→ **Text section**
Cleaning up after PhotoRec – Linux Edition

A friend of mine accidentally formatted her 2TB backup drive and brought it to me to see what I could do. PhotoRec was the only tool that would give more than a hint of recoverable data from my Linux-based laptop. After letting it run for several hours, I had a mess: PhotoRec recovered over 230,000 files,  and spread them out over 430 directories!

Finding and sorting them by hand was obviously out of the question as it would take way too long. I took a hint from another recovery program I had [unsuccessfully] tried, and thought of sorting them into directories based on their file extensions. I.e. .jpg into ‘jpg’, .doc into ‘doc’, etc.

However, since I was working with the large number of files and directories, I had to take this a bit further. This will sort files into directory names like ‘jpg.1′, ‘jpg.2′, etc. These are numbered to prevent putting too many files in a single directory and killing system performance :)

I came up with the following bash script for use on Linux systems. A word of caution is due: This script does very little error checking, though the commands are quite sensible and I ran it as-is with fine results. I’m not responsible for unanticipated results.

Here is the script:

#!/bin/bash
#
# PhotoRec Cleanup Script for Linux - Written by Mike Beach http://mikebeach.org
# Last update: 2013-06-03
#
# This script is designed to clean up the mix of files stored in recup_dir directories
# created after a PhotoRec recovery of a large number of files. This script traverses the
# directories and sorts the files into new locations based on the file's extension,
# creating the new directories where needed. CAUTION: This script doesn't do nearly as
# much error checking as it should, so naturally, use at your own risk.
#
# This script should be run from the parent of any recup_dir.* directories
#
# Behavior:
# By default, this is set to 'cp' (copy) for safety.
# Change to 'mv' (move) if you want that behavior.
# Valid values are ONLY 'cp' or 'mv'.
# Anything else will generate a fatal error and a non-zero exit code.
BEHAVIOR='mv'
#
# Only edit anything below this line if you know what you are doing. If you do feel the need
# to edit something, please drop me a line to explain why so that I can improve the script.
# http://mikebeach.org/2011/08/21/cleaning-up-after-photorec/
#
echo
echo "PhotoRec Cleanup Script for Linux - Written by Mike Beach http://mikebeach.org"

→ **Requests**
• A. Transcribe the part of the PhotoRec cleanup post starting at "However, since I" and ending at "system performance :)".
• B. In the PhotoRec cleanup post, how many files did PhotoRec recover from the formatted drive?

→ **Material**
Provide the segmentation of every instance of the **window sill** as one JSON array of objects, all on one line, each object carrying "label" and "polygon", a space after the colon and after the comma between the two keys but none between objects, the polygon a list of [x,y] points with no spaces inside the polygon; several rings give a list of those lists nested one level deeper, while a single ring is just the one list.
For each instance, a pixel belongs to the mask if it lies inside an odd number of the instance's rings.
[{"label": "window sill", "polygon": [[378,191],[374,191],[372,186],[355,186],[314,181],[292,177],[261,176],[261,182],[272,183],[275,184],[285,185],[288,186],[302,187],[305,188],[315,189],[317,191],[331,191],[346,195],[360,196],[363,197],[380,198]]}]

→ **Task solutions**
• A.
However, since I was working with the large number of files and directories, I had to take this a bit further. This will sort files into directory names like ‘jpg.1′, ‘jpg.2′, etc. These are numbered to prevent putting too many files in a single directory and killing system performance :)

• B. Over 230,000 files.